● **Work to do**
Rewrite everything from the start of the records down to and including the line that contains "(1133, 373)", changing every "marker" to "pin" and leaving all else unchanged.

+++ Data to process +++

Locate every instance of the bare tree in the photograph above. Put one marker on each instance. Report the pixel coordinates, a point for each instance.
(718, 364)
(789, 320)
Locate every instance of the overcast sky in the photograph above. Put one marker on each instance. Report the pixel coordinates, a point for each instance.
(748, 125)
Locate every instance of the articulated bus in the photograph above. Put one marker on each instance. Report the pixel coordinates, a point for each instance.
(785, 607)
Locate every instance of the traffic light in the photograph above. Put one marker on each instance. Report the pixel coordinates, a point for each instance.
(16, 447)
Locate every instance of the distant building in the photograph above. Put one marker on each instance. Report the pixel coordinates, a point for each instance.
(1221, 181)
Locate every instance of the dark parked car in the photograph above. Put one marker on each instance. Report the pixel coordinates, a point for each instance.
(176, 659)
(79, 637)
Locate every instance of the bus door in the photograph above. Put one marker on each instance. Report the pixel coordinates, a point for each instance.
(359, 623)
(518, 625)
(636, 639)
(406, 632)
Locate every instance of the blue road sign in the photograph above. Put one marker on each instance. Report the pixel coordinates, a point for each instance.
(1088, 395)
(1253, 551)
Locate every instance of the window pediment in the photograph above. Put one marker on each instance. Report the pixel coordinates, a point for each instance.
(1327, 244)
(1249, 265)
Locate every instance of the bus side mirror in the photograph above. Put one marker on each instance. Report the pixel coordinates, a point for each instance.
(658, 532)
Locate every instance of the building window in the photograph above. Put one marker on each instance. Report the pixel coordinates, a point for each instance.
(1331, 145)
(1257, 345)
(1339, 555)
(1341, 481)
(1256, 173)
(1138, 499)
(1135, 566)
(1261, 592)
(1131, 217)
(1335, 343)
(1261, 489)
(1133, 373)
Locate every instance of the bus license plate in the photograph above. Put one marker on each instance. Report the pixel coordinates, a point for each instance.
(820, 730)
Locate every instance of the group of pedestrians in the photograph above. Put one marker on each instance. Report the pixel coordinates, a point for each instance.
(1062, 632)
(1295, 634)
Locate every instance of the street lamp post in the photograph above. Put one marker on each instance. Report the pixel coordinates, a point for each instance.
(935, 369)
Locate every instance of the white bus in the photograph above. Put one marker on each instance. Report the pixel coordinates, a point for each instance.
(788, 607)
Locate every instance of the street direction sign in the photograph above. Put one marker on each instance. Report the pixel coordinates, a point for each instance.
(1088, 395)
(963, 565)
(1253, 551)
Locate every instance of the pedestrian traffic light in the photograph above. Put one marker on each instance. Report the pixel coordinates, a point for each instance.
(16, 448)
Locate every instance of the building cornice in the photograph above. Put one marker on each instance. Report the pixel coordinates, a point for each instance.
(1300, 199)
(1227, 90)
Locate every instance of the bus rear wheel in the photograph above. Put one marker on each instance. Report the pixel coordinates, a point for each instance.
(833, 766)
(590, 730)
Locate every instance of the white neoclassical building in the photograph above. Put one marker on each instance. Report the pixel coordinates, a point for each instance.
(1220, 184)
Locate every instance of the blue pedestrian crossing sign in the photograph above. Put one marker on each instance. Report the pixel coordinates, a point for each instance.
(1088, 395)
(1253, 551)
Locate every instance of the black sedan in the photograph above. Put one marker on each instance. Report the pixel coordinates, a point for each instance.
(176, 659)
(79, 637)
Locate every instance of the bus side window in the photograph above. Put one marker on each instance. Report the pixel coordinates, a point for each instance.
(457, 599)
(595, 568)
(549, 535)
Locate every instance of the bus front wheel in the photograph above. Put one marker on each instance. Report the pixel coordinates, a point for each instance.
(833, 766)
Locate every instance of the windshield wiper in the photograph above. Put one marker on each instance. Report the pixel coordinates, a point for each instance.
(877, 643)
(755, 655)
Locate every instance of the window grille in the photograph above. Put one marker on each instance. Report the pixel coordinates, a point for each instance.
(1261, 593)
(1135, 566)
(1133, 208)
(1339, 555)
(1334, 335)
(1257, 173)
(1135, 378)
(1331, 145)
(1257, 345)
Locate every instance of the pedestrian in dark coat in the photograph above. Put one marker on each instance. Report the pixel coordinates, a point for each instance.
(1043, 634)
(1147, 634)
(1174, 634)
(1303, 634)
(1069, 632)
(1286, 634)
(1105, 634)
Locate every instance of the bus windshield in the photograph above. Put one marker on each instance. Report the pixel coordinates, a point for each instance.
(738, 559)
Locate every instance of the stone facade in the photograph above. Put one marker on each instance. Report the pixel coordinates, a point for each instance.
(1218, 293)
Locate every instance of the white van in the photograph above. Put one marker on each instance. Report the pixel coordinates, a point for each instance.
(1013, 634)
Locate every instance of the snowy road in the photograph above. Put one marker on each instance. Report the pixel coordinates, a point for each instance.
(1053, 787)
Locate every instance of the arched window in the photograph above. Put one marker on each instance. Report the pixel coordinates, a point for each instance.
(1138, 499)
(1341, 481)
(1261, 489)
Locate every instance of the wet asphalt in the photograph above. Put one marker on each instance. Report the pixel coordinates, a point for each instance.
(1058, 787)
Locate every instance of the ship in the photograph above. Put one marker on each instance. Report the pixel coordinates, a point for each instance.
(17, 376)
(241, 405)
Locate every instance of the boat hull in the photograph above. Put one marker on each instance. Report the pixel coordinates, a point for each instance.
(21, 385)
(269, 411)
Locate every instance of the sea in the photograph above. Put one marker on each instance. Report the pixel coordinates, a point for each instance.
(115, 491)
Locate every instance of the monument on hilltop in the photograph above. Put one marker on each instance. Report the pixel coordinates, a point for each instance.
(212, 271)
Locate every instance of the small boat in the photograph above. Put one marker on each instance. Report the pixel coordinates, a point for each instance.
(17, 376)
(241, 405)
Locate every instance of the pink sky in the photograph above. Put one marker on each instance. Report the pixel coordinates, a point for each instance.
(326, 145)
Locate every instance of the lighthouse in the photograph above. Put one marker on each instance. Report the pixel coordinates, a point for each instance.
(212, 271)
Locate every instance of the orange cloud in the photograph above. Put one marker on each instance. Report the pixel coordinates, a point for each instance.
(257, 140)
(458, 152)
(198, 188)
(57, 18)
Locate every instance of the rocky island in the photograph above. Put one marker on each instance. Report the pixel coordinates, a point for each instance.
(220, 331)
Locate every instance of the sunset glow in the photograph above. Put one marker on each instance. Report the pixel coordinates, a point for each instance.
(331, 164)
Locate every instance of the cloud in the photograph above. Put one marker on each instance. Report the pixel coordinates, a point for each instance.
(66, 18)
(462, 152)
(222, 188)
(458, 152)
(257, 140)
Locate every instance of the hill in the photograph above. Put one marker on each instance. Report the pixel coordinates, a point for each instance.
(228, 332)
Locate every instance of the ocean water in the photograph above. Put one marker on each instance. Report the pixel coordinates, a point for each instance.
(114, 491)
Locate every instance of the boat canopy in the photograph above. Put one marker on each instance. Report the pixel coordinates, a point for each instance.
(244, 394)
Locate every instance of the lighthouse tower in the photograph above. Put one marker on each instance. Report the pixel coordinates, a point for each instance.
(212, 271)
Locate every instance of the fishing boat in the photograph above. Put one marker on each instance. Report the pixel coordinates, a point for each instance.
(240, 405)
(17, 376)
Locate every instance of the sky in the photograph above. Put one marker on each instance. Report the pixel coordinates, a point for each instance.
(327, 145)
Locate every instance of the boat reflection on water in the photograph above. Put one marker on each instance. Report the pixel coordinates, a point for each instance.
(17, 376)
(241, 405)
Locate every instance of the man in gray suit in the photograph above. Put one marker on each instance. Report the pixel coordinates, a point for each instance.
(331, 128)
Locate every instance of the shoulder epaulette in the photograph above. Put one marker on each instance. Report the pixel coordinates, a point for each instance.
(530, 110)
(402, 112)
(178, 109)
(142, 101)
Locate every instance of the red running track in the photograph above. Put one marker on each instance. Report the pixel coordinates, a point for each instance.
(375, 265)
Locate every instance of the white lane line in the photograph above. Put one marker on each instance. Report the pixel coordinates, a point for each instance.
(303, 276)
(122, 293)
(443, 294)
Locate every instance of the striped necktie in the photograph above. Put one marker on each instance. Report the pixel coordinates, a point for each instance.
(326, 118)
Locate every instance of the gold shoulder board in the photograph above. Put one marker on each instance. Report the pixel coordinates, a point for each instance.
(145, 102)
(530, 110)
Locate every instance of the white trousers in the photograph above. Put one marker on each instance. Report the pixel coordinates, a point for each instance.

+++

● **Completed task**
Locate every instance of the bare tree in the photograph above. Put one pin on each instance. Report the pixel coordinates, a point for each instance.
(718, 364)
(789, 320)
Locate every instance of the overcast sky in the photograph above. Put one pin on each instance. Report the pixel coordinates, a point for each instance.
(748, 125)
Locate every instance of the articulated bus in the photograph above. Put one pin on each instance. Report the pixel coordinates, a point for each instance.
(785, 607)
Locate every instance of the traffic light in the photograph above. Put one pin on each instance. Report the pixel coordinates, a point for each instance.
(16, 447)
Locate every instance of the distant building in the photograph above. Put one pin on each instance. Report the pixel coordinates, a point for each instance.
(1221, 181)
Locate every instance of the dark parked car in the photograph above. Put one pin on each instance. Report the pixel coordinates, a point for each instance.
(176, 659)
(79, 637)
Locate every instance of the bus door in the photograph above. Put one pin on each instance. Report the pixel coordinates, a point for each instance.
(359, 623)
(518, 625)
(636, 639)
(406, 632)
Locate every instance of the blue road sign in the photograph above. Put one pin on each instance. Report the pixel coordinates, a point for each instance.
(1088, 395)
(1253, 551)
Locate every instance of the window pediment in the photograph above. Put one pin on each instance. Report the pixel coordinates, a point for each instance.
(1327, 244)
(1249, 265)
Locate every instance of the bus side mirror in the photograph above. Put one pin on each instance. Report the pixel coordinates, a point for each instance.
(658, 532)
Locate every instance of the building window in the photograph above. Put one pin on each instance. Report the pixel coordinates, a point for each instance.
(1331, 145)
(1257, 345)
(1339, 555)
(1341, 481)
(1256, 173)
(1138, 499)
(1135, 566)
(1261, 592)
(1131, 217)
(1335, 343)
(1261, 489)
(1133, 373)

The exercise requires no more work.